Consigne 1
Relevez dans les enregistrements ci-dessous chaque ligne contenant la chaîne « sand », puis recopiez ces lignes.

Extrait de page
•••••

Tu grouilles de monde, tu t’agites, tu cries, tu circules, tu vends, tu te salis.
Ho Chi Minh, tu ne dors pas assez.
Tes rues sont larges et envahies de tant de millions de roues que pour les traverser il nous faut faire confiance à tes citadins, et ponctuer l’épreuve de plusieurs pauses au milieu de leur émeute.
Tes trottoirs ne servent pas qu’aux piétons, ils sont l’alternative naturelle de ceux qui regrettent la constance de tes embouteillages, et l’inégal service de ta signalisation.
Ho Chi Minh tu es imprudente.
Tes vendeurs de noix de coco fraiches nous attrapent à chaque coin pour nous les vendre plantées d’une paille pour une somme modique, le dos trempé de sueur, affaissé par leur charge. Tes gargotes ne s’éteignent jamais, elles fument de nouilles, de riz, de viandes grillées, de poissons et leurs tables sont toujours pleines.
Ho Chi Minh, tu es exubérante.
Tu vis la nuit plus follement que le jour, en ouvrant tes marchés sur tes pavés dans un désordre de lumières et de bruits. Tes vendeurs ne connaissent que quelques mots d’anglais pour nous soutirer un regard, et tes parcs abritent de minuscules tabourets où l’on rase le sol pour boire un thé glacé sans que l’effervescence ne retombe.

•••••

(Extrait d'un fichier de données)

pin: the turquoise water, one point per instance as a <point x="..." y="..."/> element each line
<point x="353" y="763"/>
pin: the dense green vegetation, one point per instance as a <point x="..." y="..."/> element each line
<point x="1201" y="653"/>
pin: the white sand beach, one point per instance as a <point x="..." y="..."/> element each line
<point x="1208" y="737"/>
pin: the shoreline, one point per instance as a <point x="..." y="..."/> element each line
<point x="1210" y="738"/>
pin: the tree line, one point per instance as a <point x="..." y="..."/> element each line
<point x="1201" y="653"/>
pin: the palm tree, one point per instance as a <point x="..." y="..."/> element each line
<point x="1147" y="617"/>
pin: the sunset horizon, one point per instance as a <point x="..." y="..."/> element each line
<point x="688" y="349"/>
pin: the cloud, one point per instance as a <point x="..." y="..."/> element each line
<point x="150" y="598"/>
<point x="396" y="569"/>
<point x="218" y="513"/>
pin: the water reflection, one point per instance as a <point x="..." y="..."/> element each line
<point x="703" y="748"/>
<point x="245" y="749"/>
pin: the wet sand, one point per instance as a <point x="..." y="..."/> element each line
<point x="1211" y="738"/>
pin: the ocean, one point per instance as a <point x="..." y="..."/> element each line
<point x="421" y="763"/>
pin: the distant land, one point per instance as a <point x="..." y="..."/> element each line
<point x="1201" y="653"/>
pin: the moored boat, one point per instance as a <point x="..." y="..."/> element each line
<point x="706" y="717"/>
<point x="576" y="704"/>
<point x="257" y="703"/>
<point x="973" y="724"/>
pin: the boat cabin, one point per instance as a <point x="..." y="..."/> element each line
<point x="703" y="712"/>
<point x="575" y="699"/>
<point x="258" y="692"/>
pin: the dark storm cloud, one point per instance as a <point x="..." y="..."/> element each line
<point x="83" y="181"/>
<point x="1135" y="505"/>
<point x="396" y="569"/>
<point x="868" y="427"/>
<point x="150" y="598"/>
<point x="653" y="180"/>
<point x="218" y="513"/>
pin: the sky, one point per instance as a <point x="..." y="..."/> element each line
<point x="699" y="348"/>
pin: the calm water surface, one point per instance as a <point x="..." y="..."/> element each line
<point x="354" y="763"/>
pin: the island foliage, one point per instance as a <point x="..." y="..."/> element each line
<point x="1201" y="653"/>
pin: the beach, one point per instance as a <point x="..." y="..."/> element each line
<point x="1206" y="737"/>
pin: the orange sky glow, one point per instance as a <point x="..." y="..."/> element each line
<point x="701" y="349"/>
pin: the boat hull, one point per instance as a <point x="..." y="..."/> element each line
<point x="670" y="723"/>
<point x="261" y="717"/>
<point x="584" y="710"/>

•••••

Consigne 2
Selon l'extrait de page ci-dessus, que boit-on sur les minuscules tabourets des parcs ?

Résultat 1
pin: the white sand beach, one point per instance as a <point x="..." y="..."/> element each line
pin: the wet sand, one point per instance as a <point x="..." y="..."/> element each line

Résultat 2
Un thé glacé.